REQUIREMENT - Repeat the material in full. Keep every line exactly as it is.
— Start —
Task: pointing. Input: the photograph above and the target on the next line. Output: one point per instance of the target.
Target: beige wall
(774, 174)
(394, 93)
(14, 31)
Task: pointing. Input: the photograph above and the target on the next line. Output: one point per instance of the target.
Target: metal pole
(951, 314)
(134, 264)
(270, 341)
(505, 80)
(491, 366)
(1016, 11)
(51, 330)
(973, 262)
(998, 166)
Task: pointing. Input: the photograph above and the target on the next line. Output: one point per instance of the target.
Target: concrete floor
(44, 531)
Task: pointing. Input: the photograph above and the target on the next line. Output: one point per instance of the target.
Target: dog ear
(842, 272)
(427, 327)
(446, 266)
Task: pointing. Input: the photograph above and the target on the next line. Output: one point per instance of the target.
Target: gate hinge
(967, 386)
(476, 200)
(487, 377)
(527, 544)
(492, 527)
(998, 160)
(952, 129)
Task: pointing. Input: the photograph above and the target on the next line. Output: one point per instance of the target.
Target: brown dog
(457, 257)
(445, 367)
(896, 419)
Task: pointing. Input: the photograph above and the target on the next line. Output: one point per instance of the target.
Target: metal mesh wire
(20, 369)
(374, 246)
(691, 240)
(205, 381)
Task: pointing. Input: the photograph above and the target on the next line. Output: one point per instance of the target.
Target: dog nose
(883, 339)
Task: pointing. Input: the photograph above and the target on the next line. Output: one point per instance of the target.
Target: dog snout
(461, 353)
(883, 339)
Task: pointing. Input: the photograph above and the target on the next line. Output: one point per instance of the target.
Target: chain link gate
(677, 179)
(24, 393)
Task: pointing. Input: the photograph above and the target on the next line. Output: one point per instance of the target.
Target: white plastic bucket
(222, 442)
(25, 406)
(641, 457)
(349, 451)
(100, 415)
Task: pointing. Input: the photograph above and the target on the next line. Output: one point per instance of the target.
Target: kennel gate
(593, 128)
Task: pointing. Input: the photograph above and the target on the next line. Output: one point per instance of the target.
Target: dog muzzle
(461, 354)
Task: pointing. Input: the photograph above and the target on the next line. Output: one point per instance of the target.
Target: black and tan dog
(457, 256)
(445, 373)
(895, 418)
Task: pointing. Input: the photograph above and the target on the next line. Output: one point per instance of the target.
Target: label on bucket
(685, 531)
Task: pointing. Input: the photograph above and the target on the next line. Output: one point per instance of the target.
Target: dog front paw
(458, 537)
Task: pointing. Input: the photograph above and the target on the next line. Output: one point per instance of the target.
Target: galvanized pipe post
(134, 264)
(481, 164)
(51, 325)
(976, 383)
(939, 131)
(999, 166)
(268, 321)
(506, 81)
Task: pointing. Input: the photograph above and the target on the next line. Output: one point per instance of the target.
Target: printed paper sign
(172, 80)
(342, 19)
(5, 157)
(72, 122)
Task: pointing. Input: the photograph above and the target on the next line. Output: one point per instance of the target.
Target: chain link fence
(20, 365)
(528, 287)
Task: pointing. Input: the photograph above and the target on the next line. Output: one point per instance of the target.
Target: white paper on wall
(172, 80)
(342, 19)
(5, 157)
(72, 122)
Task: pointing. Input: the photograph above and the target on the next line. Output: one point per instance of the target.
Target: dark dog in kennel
— End —
OUTPUT FOR THIS EXERCISE -
Task: pointing. Input: the photograph above and the target on the next line. Output: one point per instance of the target.
Target: beige wall
(774, 174)
(394, 93)
(14, 31)
Task: pointing. Input: the photograph above and the target on the next line. Output: one point per instance of the target.
Target: metal pole
(951, 314)
(134, 264)
(270, 341)
(505, 80)
(491, 366)
(1016, 11)
(51, 330)
(973, 262)
(998, 166)
Task: pointing. Input: the photograph above and the target on the next line. Output: one point per instance of the target.
Target: concrete floor
(44, 531)
Task: pointing. Input: the photograph above and the target on the next line. Output: one point per instance of the target.
Target: dog ear
(842, 272)
(427, 327)
(446, 266)
Task: pointing. Input: the photograph above and the target on the next line. Output: one point per instance of the target.
Target: gate hinge
(967, 386)
(476, 200)
(487, 377)
(527, 544)
(492, 527)
(998, 160)
(952, 129)
Task: pointing. Input: the photograph above and the target on the next line. Output: one point per instance of the target.
Target: brown dog
(457, 257)
(445, 367)
(896, 419)
Task: pointing. Input: the photograph above and the target on the next line. Output: one point per instance of the target.
Target: metal mesh wire
(20, 369)
(374, 246)
(691, 240)
(205, 381)
Task: pointing. Input: the photograph above and the target on the next line. Output: one point per instance of the target.
Target: dog nose
(883, 339)
Task: pointing. Input: the photograph above and the target on the next line. Output: one point per instance of the target.
Target: dog snout
(461, 353)
(883, 339)
Task: pointing. Input: the photograph above and the target on the next line. Output: one point per instance of the target.
Target: chain link gate
(677, 179)
(24, 393)
Task: pointing. Input: the photograph above and the target on the next line. Output: one point per instance of the target.
Target: white plastic bucket
(222, 442)
(25, 406)
(641, 457)
(349, 451)
(100, 415)
Task: pointing. Input: the photograph above and the target on the next line. Output: one point per instance of the target.
Target: kennel gate
(593, 128)
Task: pointing. Input: the photograph above and the target on the next line. Output: one point per instance of the target.
Target: dog muzzle
(461, 354)
Task: pointing. Input: the photograph above and the target on the next line. Output: one point per instance of the target.
Target: black and tan dog
(457, 256)
(445, 373)
(895, 418)
Task: pointing. Input: the photograph above and the target on the next line. Output: one point per instance of the target.
Target: label on bucket
(685, 531)
Task: pointing. Input: the photograph above and the target on the next line. Output: one point per instance of the target.
Target: dog front paw
(458, 537)
Task: pointing. Input: the photograph above and the target on the next line. Output: one point per instance of the target.
Target: galvanized pipe post
(134, 264)
(481, 164)
(51, 325)
(976, 383)
(939, 131)
(999, 166)
(268, 321)
(506, 81)
Task: pointing. Input: the photograph above and the target on the next line. Output: one point per instance of the target.
Target: printed paper sign
(172, 80)
(342, 19)
(5, 157)
(72, 122)
Task: pointing. Input: the photograph above and the target on the next line. Output: one point per instance of the target.
Target: chain link fence
(20, 365)
(528, 287)
Task: pointing. Input: the photograph above and the target on the next line. Output: one point per instance of the target.
Target: white paper on wall
(172, 80)
(342, 19)
(5, 157)
(72, 122)
Task: pointing. Input: the photograph above and the target on the next line. Output: one point per instance of the target.
Target: dark dog in kennel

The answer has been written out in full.